━━━━━ Verilen alıntı ━━━━━
Dino

19. ve 20. yüzyılın başlarında Yeni Dünya’ya iyimser hayallerle gelen aşağı yukarı 34 milyon Avrupalı göçmen aileden birisi de İtalyan Crocetti ailesidir. Milyonlarca göçmen ailesi gibi söylemeye gerek yok ki daha refah bir yaşam ve daha özgürlükçü bir yaşam tarzı için Amerika Birleşik Devletlerine gelen bu ailelerin çoğunluğu hayal ettiklerinin aksine her şeyi tırnaklarıyla kazıyarak elde etmek zorunda kalmışlar. Crocetti ailesinin 1917 yılında doğan oğulları Dino da bu fakir ve zorlu mücadelenin içinde bulmuş kendisini. Onun hikayesi başlangıcından bitimine dalgalı, kâh göklerde, kâh diplerde bir hayat hikayesidir aslında ancak çoğumuz onu hep gülümseyerek hatırlarız.
━━━━━
Yapılacak iş
Lütfen aşağıdaki üç ifadenin yukarıdaki Dino metniyle uyuşup uyuşmadığını evet ya da hayır diye belirtin ve her cevabı belirleyen sözleri metinden aynen alıntılayın.
1. Crocetti ailesi İtalyan bir ailedir.
2. Dino 1917 yılında doğmuştur.
3. Amerika'ya gelen göçmen ailelerin çoğu hayal ettikleri gibi rahat bir yaşam bulmuştur.
━━━━━ Listelenen veriler ━━━━━
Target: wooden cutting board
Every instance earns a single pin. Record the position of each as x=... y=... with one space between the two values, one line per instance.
━━━━━
━━━━━ Listelenen veriler ━━━━━
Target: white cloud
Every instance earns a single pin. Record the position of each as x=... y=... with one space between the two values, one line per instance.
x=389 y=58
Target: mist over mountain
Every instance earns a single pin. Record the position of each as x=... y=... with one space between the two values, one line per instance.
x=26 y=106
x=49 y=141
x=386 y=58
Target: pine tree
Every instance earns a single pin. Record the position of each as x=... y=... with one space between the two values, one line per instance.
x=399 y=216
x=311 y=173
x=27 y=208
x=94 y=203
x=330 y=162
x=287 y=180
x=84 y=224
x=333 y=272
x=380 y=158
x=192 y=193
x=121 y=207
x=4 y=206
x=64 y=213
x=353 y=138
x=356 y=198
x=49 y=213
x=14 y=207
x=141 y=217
━━━━━
━━━━━ Listelenen veriler ━━━━━
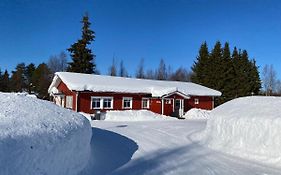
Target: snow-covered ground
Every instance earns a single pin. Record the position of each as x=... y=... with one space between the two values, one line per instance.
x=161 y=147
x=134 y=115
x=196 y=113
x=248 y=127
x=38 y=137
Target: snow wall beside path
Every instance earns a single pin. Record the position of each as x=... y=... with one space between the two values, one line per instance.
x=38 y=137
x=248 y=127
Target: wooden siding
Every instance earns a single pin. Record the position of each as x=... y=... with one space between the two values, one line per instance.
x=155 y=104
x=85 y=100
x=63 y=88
━━━━━
Görevin cevabı
1. Evet: "İtalyan Crocetti ailesidir"
2. Evet: "1917 yılında doğan oğulları Dino"
3. Hayır: "hayal ettiklerinin aksine her şeyi tırnaklarıyla kazıyarak elde etmek zorunda kalmışlar"